## [TASK GOAL]
Transcribe each record exactly. Include every one.

## [GIVEN ENTRIES]
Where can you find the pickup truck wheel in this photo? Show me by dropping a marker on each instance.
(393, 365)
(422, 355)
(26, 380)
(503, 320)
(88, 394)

## [COMPLETED EXERCISE]
Where can you find the pickup truck wheel in this photo? Show me by dropping a marker on each instance.
(393, 365)
(422, 355)
(26, 380)
(503, 320)
(88, 394)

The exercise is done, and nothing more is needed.